<<<<

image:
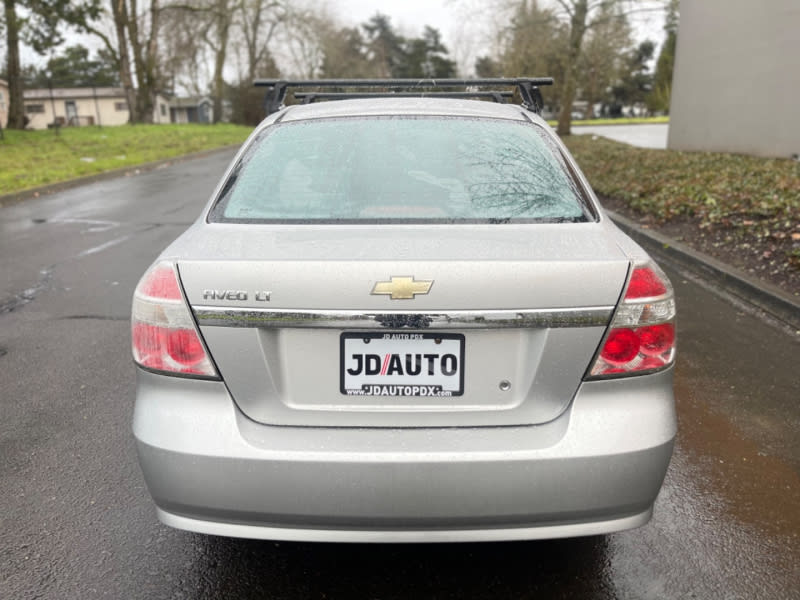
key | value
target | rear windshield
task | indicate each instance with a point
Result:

>>>>

**ABOUT THIS TASK:**
An exact repeat of the lines from the one containing "target | rear windshield" through the final line of the entries is the whole answer.

**WRITTEN SOLUTION:**
target | rear windshield
task | indicate each instance with a point
Result:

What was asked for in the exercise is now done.